*Records*:
+++

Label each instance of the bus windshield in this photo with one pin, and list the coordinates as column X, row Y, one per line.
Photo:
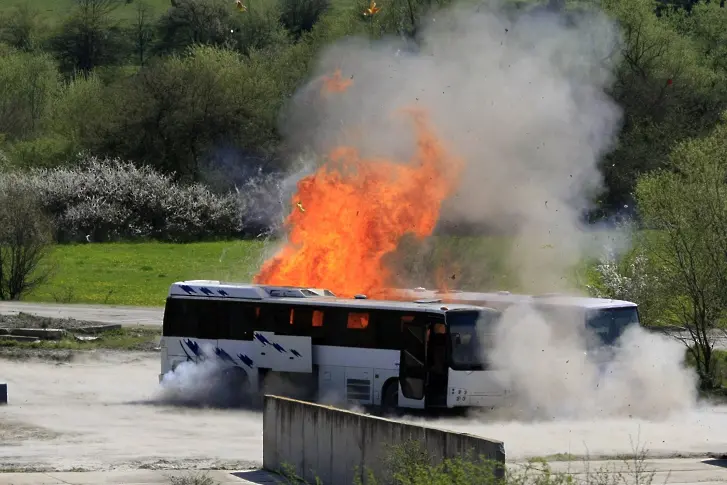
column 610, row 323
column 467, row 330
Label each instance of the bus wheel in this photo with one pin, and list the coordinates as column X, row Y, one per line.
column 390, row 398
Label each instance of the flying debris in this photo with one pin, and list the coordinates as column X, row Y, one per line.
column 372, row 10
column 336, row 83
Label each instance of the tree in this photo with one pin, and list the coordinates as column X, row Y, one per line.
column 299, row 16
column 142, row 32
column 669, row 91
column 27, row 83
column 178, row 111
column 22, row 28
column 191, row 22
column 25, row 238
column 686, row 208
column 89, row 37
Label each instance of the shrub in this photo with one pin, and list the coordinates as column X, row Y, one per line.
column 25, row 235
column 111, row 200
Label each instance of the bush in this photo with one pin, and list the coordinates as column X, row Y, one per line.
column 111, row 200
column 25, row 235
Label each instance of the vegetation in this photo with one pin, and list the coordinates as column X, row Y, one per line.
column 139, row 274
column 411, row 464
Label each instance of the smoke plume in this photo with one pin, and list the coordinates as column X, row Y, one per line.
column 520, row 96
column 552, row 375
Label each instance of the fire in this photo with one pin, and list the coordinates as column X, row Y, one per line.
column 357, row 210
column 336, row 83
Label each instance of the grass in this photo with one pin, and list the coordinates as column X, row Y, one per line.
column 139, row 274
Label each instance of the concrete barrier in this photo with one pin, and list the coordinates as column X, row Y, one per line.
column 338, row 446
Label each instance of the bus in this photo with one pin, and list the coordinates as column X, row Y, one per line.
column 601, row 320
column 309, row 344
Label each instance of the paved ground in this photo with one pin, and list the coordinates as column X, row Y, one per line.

+++

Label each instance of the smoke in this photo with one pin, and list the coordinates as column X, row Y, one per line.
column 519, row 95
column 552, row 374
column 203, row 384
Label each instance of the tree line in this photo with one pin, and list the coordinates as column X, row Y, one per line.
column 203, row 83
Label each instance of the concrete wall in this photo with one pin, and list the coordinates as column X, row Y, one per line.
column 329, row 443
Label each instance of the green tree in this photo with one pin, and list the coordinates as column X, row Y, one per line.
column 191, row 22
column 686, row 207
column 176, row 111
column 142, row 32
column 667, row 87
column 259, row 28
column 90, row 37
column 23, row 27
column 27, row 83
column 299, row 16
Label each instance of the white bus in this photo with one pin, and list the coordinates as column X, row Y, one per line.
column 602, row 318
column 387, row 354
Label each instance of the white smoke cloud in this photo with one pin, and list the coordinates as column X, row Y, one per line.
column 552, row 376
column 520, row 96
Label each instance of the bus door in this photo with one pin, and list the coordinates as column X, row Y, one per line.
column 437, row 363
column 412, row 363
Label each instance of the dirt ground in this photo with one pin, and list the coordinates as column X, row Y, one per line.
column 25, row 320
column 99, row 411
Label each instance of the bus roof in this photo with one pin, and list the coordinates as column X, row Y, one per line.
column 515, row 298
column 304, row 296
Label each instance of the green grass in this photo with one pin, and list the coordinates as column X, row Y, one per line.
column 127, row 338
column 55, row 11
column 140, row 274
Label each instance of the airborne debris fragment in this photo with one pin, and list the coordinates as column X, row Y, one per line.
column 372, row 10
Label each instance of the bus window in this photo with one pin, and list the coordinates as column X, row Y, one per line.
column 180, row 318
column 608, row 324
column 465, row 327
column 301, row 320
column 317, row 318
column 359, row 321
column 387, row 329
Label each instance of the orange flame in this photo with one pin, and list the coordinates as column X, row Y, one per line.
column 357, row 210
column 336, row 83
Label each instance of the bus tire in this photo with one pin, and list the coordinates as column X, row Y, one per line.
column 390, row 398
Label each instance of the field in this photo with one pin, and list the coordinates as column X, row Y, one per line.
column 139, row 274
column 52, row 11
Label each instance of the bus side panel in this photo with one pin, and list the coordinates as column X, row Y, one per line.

+++

*WHAT YOU SHOULD DO*: How many lines in the records above contain the word "white"? Case counts. Reply with the number only.

*RESULT OF THIS TASK*: 2